▶ **EXTRAIT DU TEXTE**:
◇ ◇ ◇
L’expérimental à Clermont-Ferrand : le Labo disséqué

Aux côtés des compétitions nationale et internationale du Festival de Clermont-Ferrand, la sélection Labo se présente chaque année comme une plateforme pour des films peu classables, peu lisibles, ou carrément ovnis. Sous l’appellation générique facile de films expérimentaux, le Labo constitue la sélection certainement la plus riche du festival. Aperçu de cinq films représentatifs de la diversité des œuvres candidates.

Gaarud d’Umesh Kulkarni (Inde, 2009)

Après l’enchantement placide et touchant de « Three of Us » et de « Vilay » (en compétition internationale à Clermont-Ferrand respectivement en 2008 et en 2009), le réalisateur indien Umesh Kulkarni présente « Gaarud » (Le charme), un film dans un style tout à fait différent. Probablement le film le plus narratif de la sélection Labo, ce court métrage s’épure de toute fictionnalisation classique pour transmettre son histoire.

gaarud

À l’aide d’une caméra perchée sur un dolly, le réalisateur opère un travelling lent à travers une chambre construite en studio et répète ce procédé à plusieurs reprises, filmant ainsi le même espace à divers moments. En effectuant des coupes imperceptibles dans le noir, il évoque l’effet illusoire d’un long plan séquence.

Traversé par l’intransigeance du rythme imposé, ce court métrage se présente d’emblée comme le récit d’un lieu, comme un voyage dans l’espace mais aussi dans le temps, où chaque scène, telle une vignette ténébreuse, a sa durée de représentation. Deux plans statiques encadrent une succession de personnages hybrides reliés par le thème de la valeur de l’être humain, aux sens spirituel et matériel : des marchands de saris, des prostituées, des jeunes consommateurs, des pauvres, des malades, des morts, … D’autres plans de la chambre vide proposent au spectateur un regard sur lui-même tout en lui laissant la possibilité de construire sa propre interprétation.

M – Félix Dufour-Laperrière (Canada, Québec, 2009)
◇ ◇ ◇
▶ **DONNÉES FOURNIES**:
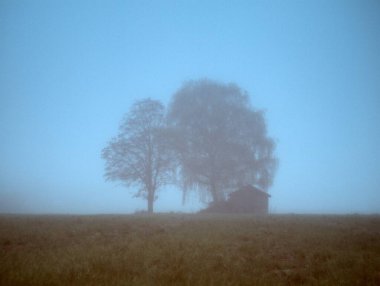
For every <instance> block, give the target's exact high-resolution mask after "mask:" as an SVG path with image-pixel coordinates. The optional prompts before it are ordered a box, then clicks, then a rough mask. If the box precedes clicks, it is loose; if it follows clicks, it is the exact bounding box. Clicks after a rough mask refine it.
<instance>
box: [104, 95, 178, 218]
mask: <svg viewBox="0 0 380 286" xmlns="http://www.w3.org/2000/svg"><path fill="white" fill-rule="evenodd" d="M164 115H165V114H164V107H163V105H162V104H161V103H160V102H159V101H156V100H151V99H145V100H141V101H138V102H136V103H135V104H134V105H133V106H132V108H131V110H130V111H129V113H127V114H126V116H125V117H124V119H123V121H122V123H121V125H120V128H119V134H118V136H117V137H115V138H113V139H112V140H111V141H110V143H109V144H108V146H107V147H106V148H104V149H103V152H102V157H103V158H104V159H105V161H106V172H105V177H106V178H107V180H111V181H117V180H118V181H122V182H123V183H124V184H125V185H126V186H130V185H137V186H139V189H138V192H137V193H136V196H141V197H143V198H145V199H146V200H147V203H148V212H150V213H152V212H153V203H154V201H155V199H156V198H157V195H156V193H157V190H158V189H159V188H160V187H161V186H163V185H165V184H167V183H168V182H169V178H170V173H171V170H172V166H173V160H172V159H171V156H170V150H169V148H168V145H167V144H166V141H165V137H164V136H163V130H164V127H165V117H164Z"/></svg>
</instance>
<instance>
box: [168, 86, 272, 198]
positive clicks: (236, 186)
mask: <svg viewBox="0 0 380 286" xmlns="http://www.w3.org/2000/svg"><path fill="white" fill-rule="evenodd" d="M169 122H170V126H171V130H172V133H173V134H174V135H175V136H174V140H173V142H174V143H173V146H174V149H175V150H176V151H177V154H178V160H179V162H180V166H181V174H182V183H183V187H184V191H186V190H187V189H198V190H200V191H201V193H203V194H204V193H205V192H206V194H208V195H210V197H211V199H212V201H213V202H218V201H222V200H224V199H225V195H226V194H227V193H229V192H231V191H233V190H234V189H236V188H237V187H240V186H242V185H245V184H252V185H256V186H259V187H261V188H262V189H264V190H267V188H268V187H269V186H270V185H271V183H272V179H273V175H274V171H275V168H276V163H277V160H276V159H275V158H274V156H273V151H274V146H275V145H274V142H273V140H272V139H270V138H269V137H268V136H267V131H266V124H265V120H264V117H263V113H262V112H261V111H256V110H254V109H253V108H252V107H251V106H250V104H249V97H248V94H247V93H246V92H243V91H242V90H241V89H240V88H239V87H237V86H236V85H233V84H230V85H224V84H220V83H217V82H213V81H210V80H199V81H191V82H188V83H186V84H184V85H183V86H182V87H181V88H180V89H179V90H178V91H177V92H176V93H175V94H174V98H173V101H172V103H171V106H170V110H169Z"/></svg>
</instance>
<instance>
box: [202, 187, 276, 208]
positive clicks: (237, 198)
mask: <svg viewBox="0 0 380 286" xmlns="http://www.w3.org/2000/svg"><path fill="white" fill-rule="evenodd" d="M269 198H270V195H269V194H268V193H266V192H264V191H262V190H260V189H259V188H256V187H253V186H251V185H247V186H244V187H242V188H240V189H238V190H237V191H235V192H232V193H231V194H230V195H229V198H228V199H227V200H226V201H222V202H217V203H212V204H210V205H209V206H208V208H206V209H204V210H202V211H201V212H203V213H248V214H257V215H266V214H268V204H269Z"/></svg>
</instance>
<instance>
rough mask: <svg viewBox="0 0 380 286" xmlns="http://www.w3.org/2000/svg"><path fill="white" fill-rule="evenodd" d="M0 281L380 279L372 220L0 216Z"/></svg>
mask: <svg viewBox="0 0 380 286" xmlns="http://www.w3.org/2000/svg"><path fill="white" fill-rule="evenodd" d="M0 285H380V217H379V216H295V215H294V216H280V215H274V216H268V217H254V216H248V215H246V216H245V215H239V216H227V215H154V216H143V215H140V216H136V215H130V216H8V215H3V216H0Z"/></svg>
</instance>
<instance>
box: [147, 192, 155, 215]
mask: <svg viewBox="0 0 380 286" xmlns="http://www.w3.org/2000/svg"><path fill="white" fill-rule="evenodd" d="M147 200H148V213H150V214H151V213H153V202H154V191H153V190H149V192H148V198H147Z"/></svg>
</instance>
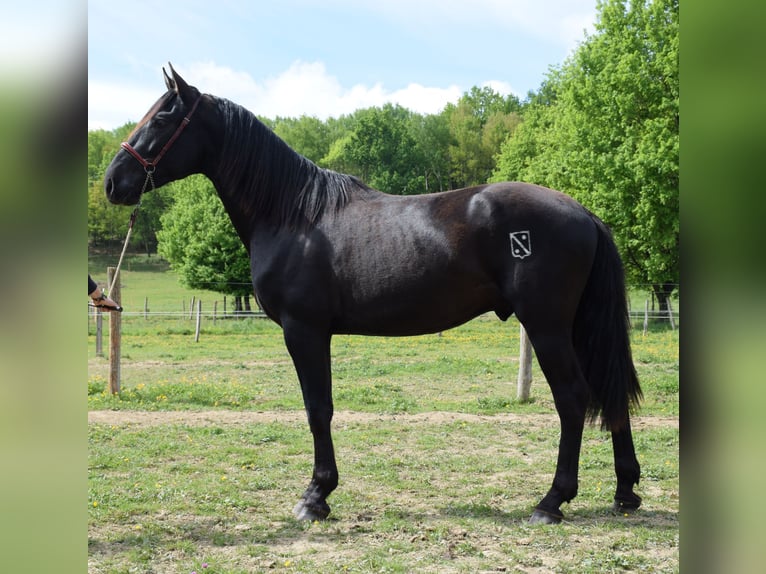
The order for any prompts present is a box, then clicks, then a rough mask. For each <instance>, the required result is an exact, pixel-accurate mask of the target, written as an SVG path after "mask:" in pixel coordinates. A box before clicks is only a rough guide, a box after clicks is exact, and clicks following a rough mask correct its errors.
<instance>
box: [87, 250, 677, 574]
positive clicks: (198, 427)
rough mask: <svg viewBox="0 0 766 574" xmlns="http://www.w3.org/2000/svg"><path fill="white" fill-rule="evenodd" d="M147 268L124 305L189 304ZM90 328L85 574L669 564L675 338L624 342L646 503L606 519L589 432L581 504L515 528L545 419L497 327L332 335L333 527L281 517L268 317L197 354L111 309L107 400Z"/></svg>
mask: <svg viewBox="0 0 766 574" xmlns="http://www.w3.org/2000/svg"><path fill="white" fill-rule="evenodd" d="M100 265H101V262H96V264H95V265H94V266H92V267H91V272H92V273H93V272H94V271H95V274H96V275H97V276H98V278H101V276H103V275H105V272H100V274H99V271H98V269H99V268H100ZM103 268H104V269H105V266H104V267H103ZM162 268H163V266H162V264H161V263H152V264H149V263H147V262H146V258H143V259H142V258H138V259H137V260H135V261H132V262H130V263H129V266H126V267H125V269H126V272H125V276H124V278H123V283H124V287H123V300H122V303H123V305H124V306H125V307H126V308H127V309H130V308H131V306H133V305H136V306H138V307H140V308H141V309H142V308H143V300H144V297H145V296H149V297H150V302H151V301H156V303H150V305H151V306H152V307H153V308H157V309H159V308H160V307H161V305H164V304H167V305H168V306H175V307H177V306H178V305H179V302H180V301H182V300H184V299H189V298H190V296H191V295H190V292H188V291H185V290H183V289H180V288H179V286H178V284H177V282H176V280H175V278H174V277H173V276H172V274H169V273H162V272H159V270H161V269H162ZM149 291H151V295H144V293H148V292H149ZM196 296H198V297H202V298H203V301H204V300H206V299H208V298H209V299H210V300H213V299H214V298H215V297H216V295H215V294H210V293H204V292H200V293H197V294H196ZM217 297H218V298H220V295H217ZM161 301H165V302H166V303H161ZM134 302H135V303H134ZM93 333H94V330H93V325H92V323H89V334H88V354H89V356H88V381H87V387H88V405H89V410H90V411H91V412H90V424H89V457H90V463H89V500H88V505H89V514H90V521H89V572H173V573H187V574H188V573H190V572H192V571H196V572H197V573H198V574H199V573H201V572H216V573H217V572H227V573H229V572H271V571H285V572H344V571H347V572H497V571H517V572H594V573H595V572H616V571H625V570H627V571H639V572H676V571H678V509H679V499H678V496H679V492H678V489H679V484H678V412H679V405H678V385H679V381H678V331H670V330H668V329H667V328H665V327H664V326H656V327H654V328H652V329H651V330H650V331H649V333H647V335H645V336H644V335H642V334H641V332H640V331H635V332H634V333H633V351H634V358H635V361H636V366H637V369H638V372H639V376H640V378H641V381H642V385H643V388H644V394H645V396H646V401H645V403H644V406H643V409H642V410H641V412H640V416H639V417H638V418H637V419H636V421H635V425H634V426H635V439H636V449H637V453H638V457H639V460H640V461H641V464H642V481H641V484H640V485H639V487H638V489H637V491H638V493H639V494H640V495H641V496H642V497H643V498H644V505H643V507H642V509H641V510H640V511H639V512H638V513H637V514H636V515H634V516H630V517H624V516H614V515H613V514H612V513H611V512H610V510H609V508H610V505H611V498H612V495H613V489H614V471H613V461H612V455H611V443H610V439H609V436H608V435H607V434H605V433H602V432H600V431H599V430H598V429H595V428H588V429H586V435H585V439H584V443H583V451H582V457H581V461H580V491H579V495H578V497H577V498H576V499H575V500H574V501H572V503H571V504H569V505H565V506H564V507H563V508H562V510H564V512H565V514H566V517H567V521H566V522H565V523H564V524H562V525H559V526H556V527H547V526H545V527H540V526H535V527H531V526H529V525H528V524H526V519H527V518H528V516H529V514H530V513H531V509H532V506H533V505H534V504H535V503H536V502H537V501H538V500H539V498H540V497H541V496H542V495H543V494H544V493H545V491H546V490H547V488H548V486H549V484H550V481H551V479H552V472H553V468H554V464H555V457H556V447H557V441H558V422H557V419H556V416H555V411H554V409H553V403H552V399H551V396H550V392H549V390H548V388H547V385H546V384H545V381H544V379H543V378H542V375H541V374H540V372H539V369H538V368H537V365H536V364H535V370H534V382H533V385H532V401H531V402H530V403H528V404H518V403H517V402H516V401H515V400H514V395H515V377H516V368H517V364H516V358H517V357H518V324H517V323H515V322H514V320H513V319H511V320H509V321H508V322H507V323H502V322H500V321H498V320H497V319H496V318H494V316H490V315H488V316H484V317H480V318H477V319H476V320H474V321H471V322H470V323H468V324H466V325H464V326H462V327H459V328H456V329H453V330H451V331H447V332H445V333H443V334H441V336H440V335H429V336H423V337H406V338H376V337H353V336H342V337H335V338H334V340H333V348H332V353H333V366H334V371H333V372H334V398H335V407H336V413H337V414H336V417H335V420H334V438H335V442H336V449H337V456H338V463H339V467H340V472H341V482H340V486H339V488H338V490H337V491H336V492H335V493H334V494H333V495H332V496H331V497H330V499H329V502H330V505H331V506H332V507H333V513H332V514H331V519H330V520H328V521H326V522H324V523H313V524H306V523H300V522H297V521H295V520H294V519H293V518H292V516H291V508H292V505H293V504H294V503H295V502H296V501H297V497H298V496H299V495H300V494H301V493H302V492H303V489H304V488H305V486H306V483H307V481H308V478H309V477H310V474H311V464H312V447H311V436H310V433H309V431H308V427H307V424H306V422H305V415H303V413H302V402H301V395H300V389H299V387H298V384H297V379H296V376H295V373H294V371H293V368H292V364H291V362H290V360H289V357H288V355H287V352H286V350H285V348H284V344H283V341H282V337H281V331H280V330H279V328H278V327H277V326H276V325H274V324H272V323H271V322H270V321H268V320H264V319H252V318H250V319H245V320H226V321H220V320H219V321H217V322H216V323H215V324H213V323H212V320H210V319H205V320H204V322H203V328H202V335H201V338H200V341H199V342H197V343H195V342H194V323H193V321H190V320H188V319H184V318H168V317H164V318H149V319H144V318H143V317H139V316H130V317H128V316H126V317H125V318H124V320H123V349H122V356H123V361H122V367H121V372H122V393H121V395H119V396H112V395H110V394H109V393H108V391H107V383H106V380H107V371H108V361H107V360H106V359H105V358H102V357H96V356H95V336H94V334H93ZM105 347H106V345H105Z"/></svg>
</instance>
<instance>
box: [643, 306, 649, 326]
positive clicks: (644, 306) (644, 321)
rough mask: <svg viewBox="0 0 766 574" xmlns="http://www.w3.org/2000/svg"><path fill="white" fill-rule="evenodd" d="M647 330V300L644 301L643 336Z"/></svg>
mask: <svg viewBox="0 0 766 574" xmlns="http://www.w3.org/2000/svg"><path fill="white" fill-rule="evenodd" d="M648 330H649V299H647V300H646V301H644V335H646V332H647V331H648Z"/></svg>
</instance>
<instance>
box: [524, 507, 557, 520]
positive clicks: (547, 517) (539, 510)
mask: <svg viewBox="0 0 766 574" xmlns="http://www.w3.org/2000/svg"><path fill="white" fill-rule="evenodd" d="M563 519H564V515H563V514H562V513H561V512H559V513H558V514H553V513H551V512H546V511H545V510H540V509H539V508H535V511H534V512H533V513H532V516H531V517H530V518H529V523H530V524H560V523H561V521H562V520H563Z"/></svg>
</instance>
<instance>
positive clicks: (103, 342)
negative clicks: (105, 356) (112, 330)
mask: <svg viewBox="0 0 766 574" xmlns="http://www.w3.org/2000/svg"><path fill="white" fill-rule="evenodd" d="M95 311H96V356H97V357H103V356H104V342H103V334H104V315H103V313H101V309H99V308H98V307H96V309H95Z"/></svg>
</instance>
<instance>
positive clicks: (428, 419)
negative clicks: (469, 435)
◇ ◇ ◇
▶ **TRAVAIL DEMANDÉ**:
(A) Traduisez en anglais cette phrase de l'article sur la sélection Labo : « En effectuant des coupes imperceptibles dans le noir, il évoque l’effet illusoire d’un long plan séquence. »
(B) Recopiez le passage de l'article sur la sélection Labo situé entre « L’expérimental à Clermont-Ferrand » et « des œuvres candidates. », ces deux bornes comprises.
(C) Poursuivez la rédaction de l'article sur la sélection Labo à partir de l'endroit où il s'arrête.

▶ **RÉPONSES ATTENDUES**:
(A) By making imperceptible cuts in the dark, he evokes the illusory effect of a long sequence shot.

(B)
L’expérimental à Clermont-Ferrand : le Labo disséqué

Aux côtés des compétitions nationale et internationale du Festival de Clermont-Ferrand, la sélection Labo se présente chaque année comme une plateforme pour des films peu classables, peu lisibles, ou carrément ovnis. Sous l’appellation générique facile de films expérimentaux, le Labo constitue la sélection certainement la plus riche du festival. Aperçu de cinq films représentatifs de la diversité des œuvres candidates.

(C)
« M » de Félix Dufour-Laperrière est une expérience vidéo, unique par sa grande audace et la subtile complexité dissimulée derrière son apparente opacité.

Ce petit film en noir et blanc met en scène une animation quasi fractale dans laquelle jaillit une panoplie de petits écrans animés, qui font penser de manière subjective à un négatif, à la surface lunaire ou encore à une radiographie. Avec « M », le Québécois semble opérer une explosion du pixel comme unité visuelle à travers sa propre mise en abyme.

À l’instar de cinéastes expérimentaux tels que Godfrey Reggio (« Koyanisqatsi ») et Derek Jarman (« Blue »), Dufour-Laperrière offre une œuvre entièrement formaliste, où un élément – graphique en l’occurrence – prime sur toute narration et toute personnification. Derrière le « montage » organique de ce kaléidoscope achromatique se cache un jeu élaboré de contrastes, aux plans visuel et sonore. En effet, le clair-obscur de l’image tremblotante trouve son écho dans la bande-son qui alterne des accords électro (signés Gabriel Dufour-Laperrière) et des bruitages mécaniques, ponctués par un silence glacial. Le procédé des contrastes s’opère également entre la proximité et la distance, entre la surcharge et le vide. Ce questionnement constant sur les limites de la perception et son infinitude font de ce court métrage un spécimen exemplaire du cinéma non narratif.

Muzorama – Elsa Brehin, Raphaël Calamote, Mauro Carraro, Maxime Cazaux, Emilien Davaux, Laurent Monneron et Axel Tillement (France, 2009)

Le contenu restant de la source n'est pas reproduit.